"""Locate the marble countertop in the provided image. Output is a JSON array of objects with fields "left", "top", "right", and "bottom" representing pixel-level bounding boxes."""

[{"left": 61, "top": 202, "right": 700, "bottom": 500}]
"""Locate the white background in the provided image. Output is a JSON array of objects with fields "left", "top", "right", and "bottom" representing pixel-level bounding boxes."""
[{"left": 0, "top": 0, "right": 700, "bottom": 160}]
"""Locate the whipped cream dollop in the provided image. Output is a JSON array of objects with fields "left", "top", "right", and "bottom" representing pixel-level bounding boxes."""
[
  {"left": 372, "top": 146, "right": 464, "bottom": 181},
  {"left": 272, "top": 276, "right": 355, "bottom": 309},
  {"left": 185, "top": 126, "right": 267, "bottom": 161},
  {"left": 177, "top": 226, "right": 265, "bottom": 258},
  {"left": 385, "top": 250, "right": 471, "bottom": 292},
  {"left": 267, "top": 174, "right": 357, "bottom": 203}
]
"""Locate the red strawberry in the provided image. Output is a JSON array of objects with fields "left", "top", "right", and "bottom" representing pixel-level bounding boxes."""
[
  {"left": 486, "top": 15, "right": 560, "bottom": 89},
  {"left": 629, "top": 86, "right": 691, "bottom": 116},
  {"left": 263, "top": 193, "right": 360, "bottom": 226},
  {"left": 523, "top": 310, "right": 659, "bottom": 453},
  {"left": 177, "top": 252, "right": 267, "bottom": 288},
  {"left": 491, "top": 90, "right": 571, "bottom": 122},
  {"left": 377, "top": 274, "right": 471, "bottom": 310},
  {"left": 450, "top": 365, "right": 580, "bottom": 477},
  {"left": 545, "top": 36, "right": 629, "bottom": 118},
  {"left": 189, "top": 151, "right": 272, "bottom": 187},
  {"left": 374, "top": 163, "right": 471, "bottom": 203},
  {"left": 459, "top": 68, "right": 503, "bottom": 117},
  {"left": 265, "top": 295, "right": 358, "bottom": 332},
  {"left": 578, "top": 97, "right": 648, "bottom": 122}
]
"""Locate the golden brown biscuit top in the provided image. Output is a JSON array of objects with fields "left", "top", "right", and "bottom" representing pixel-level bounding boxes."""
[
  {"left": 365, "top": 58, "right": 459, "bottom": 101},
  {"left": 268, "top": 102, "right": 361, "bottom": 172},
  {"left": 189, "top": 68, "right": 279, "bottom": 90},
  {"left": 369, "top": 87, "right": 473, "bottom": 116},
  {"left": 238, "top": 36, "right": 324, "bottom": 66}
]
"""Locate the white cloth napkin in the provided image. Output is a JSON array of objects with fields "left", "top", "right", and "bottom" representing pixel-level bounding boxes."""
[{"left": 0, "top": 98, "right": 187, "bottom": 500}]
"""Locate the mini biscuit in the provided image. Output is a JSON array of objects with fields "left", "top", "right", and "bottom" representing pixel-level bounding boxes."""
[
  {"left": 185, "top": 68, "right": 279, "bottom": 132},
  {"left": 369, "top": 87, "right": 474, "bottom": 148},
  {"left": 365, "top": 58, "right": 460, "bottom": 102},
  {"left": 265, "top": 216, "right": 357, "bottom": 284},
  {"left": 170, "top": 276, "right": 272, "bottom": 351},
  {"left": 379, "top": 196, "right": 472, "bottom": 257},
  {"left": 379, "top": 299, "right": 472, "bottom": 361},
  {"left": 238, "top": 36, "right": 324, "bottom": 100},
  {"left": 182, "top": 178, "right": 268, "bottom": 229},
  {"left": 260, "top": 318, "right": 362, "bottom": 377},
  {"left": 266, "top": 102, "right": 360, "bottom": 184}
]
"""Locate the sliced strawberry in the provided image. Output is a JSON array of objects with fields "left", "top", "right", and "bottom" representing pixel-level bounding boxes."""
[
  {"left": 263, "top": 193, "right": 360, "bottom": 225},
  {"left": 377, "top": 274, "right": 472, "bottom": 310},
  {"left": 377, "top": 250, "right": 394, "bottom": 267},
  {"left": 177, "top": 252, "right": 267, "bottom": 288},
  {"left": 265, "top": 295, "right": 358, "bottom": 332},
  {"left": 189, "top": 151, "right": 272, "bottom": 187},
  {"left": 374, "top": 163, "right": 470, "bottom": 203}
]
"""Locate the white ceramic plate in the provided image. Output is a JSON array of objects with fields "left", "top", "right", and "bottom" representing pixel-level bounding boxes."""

┄┄┄┄┄┄┄┄┄┄

Task brief => Please rewrite all of the data above, replacing "pixel-level" with "pixel-precise" everywhere and leaving everything else unchanged.

Output for this task =>
"""Locate the marble countertop in the provided image. Output is a JSON array of objects with fields "left", "top", "right", and "bottom" representing pixel-precise bounding boxes."""

[{"left": 61, "top": 202, "right": 700, "bottom": 500}]
"""Locate the white background in the provided image. Output is a JSON array of objects with fields "left", "top", "right", and "bottom" representing pixel-precise bounding boxes."""
[{"left": 0, "top": 0, "right": 700, "bottom": 160}]
"""Locate the whipped cream dollop in the provided image. Output is a JSON array of objects with fields "left", "top", "right", and "bottom" representing pixel-precise bounding boxes."""
[
  {"left": 372, "top": 146, "right": 464, "bottom": 181},
  {"left": 272, "top": 276, "right": 355, "bottom": 309},
  {"left": 185, "top": 126, "right": 267, "bottom": 161},
  {"left": 177, "top": 226, "right": 265, "bottom": 258},
  {"left": 385, "top": 250, "right": 471, "bottom": 292},
  {"left": 267, "top": 174, "right": 357, "bottom": 203}
]
"""Locate the red strawberry in the provided image. Output is a JSON array of objects with fields "left", "top", "right", and "bottom" representing pixel-precise bounding boxes."""
[
  {"left": 486, "top": 15, "right": 560, "bottom": 89},
  {"left": 629, "top": 86, "right": 691, "bottom": 116},
  {"left": 263, "top": 193, "right": 360, "bottom": 226},
  {"left": 523, "top": 310, "right": 659, "bottom": 453},
  {"left": 177, "top": 252, "right": 267, "bottom": 288},
  {"left": 491, "top": 90, "right": 571, "bottom": 122},
  {"left": 377, "top": 274, "right": 471, "bottom": 310},
  {"left": 450, "top": 365, "right": 580, "bottom": 477},
  {"left": 545, "top": 36, "right": 629, "bottom": 118},
  {"left": 189, "top": 151, "right": 272, "bottom": 187},
  {"left": 374, "top": 163, "right": 471, "bottom": 203},
  {"left": 459, "top": 68, "right": 503, "bottom": 117},
  {"left": 265, "top": 295, "right": 358, "bottom": 332},
  {"left": 578, "top": 97, "right": 648, "bottom": 122}
]
"""Locate the golden brown biscuit top in the provided image. Output is a JSON array of objects with fields "left", "top", "right", and "bottom" representing pixel-precise bounding boxes."""
[
  {"left": 365, "top": 58, "right": 459, "bottom": 101},
  {"left": 268, "top": 102, "right": 361, "bottom": 172},
  {"left": 189, "top": 68, "right": 279, "bottom": 90},
  {"left": 369, "top": 87, "right": 473, "bottom": 116},
  {"left": 238, "top": 36, "right": 324, "bottom": 66}
]
"""Locate the white cloth napkin in the provided image. Output is a JSON array of objects with fields "left", "top", "right", and "bottom" representing pixel-precise bounding boxes."""
[{"left": 0, "top": 98, "right": 187, "bottom": 500}]
"""Locate the mini biscuit in the provided image. Output is a JSON array of objects with fields "left", "top", "right", and "bottom" representing pixel-precise bounding boxes."""
[
  {"left": 185, "top": 68, "right": 279, "bottom": 132},
  {"left": 369, "top": 87, "right": 474, "bottom": 148},
  {"left": 365, "top": 58, "right": 460, "bottom": 102},
  {"left": 265, "top": 216, "right": 357, "bottom": 284},
  {"left": 170, "top": 276, "right": 272, "bottom": 351},
  {"left": 379, "top": 196, "right": 472, "bottom": 257},
  {"left": 379, "top": 299, "right": 472, "bottom": 361},
  {"left": 238, "top": 36, "right": 324, "bottom": 100},
  {"left": 182, "top": 178, "right": 268, "bottom": 229},
  {"left": 260, "top": 318, "right": 362, "bottom": 377},
  {"left": 266, "top": 102, "right": 360, "bottom": 184}
]
"""Locate the sliced strawberry in the provided image. Output is a JSON array of objects with fields "left", "top", "right", and "bottom" representing pixel-precise bounding boxes."""
[
  {"left": 263, "top": 193, "right": 360, "bottom": 225},
  {"left": 377, "top": 274, "right": 472, "bottom": 310},
  {"left": 377, "top": 250, "right": 394, "bottom": 267},
  {"left": 177, "top": 252, "right": 267, "bottom": 288},
  {"left": 265, "top": 295, "right": 358, "bottom": 332},
  {"left": 189, "top": 151, "right": 272, "bottom": 187},
  {"left": 374, "top": 163, "right": 470, "bottom": 203}
]
"""Locate the white ceramic plate in the provided image. Output is a JSON array of objects with fields "left", "top", "right", and "bottom" representing pixel-precise bounding boxes."""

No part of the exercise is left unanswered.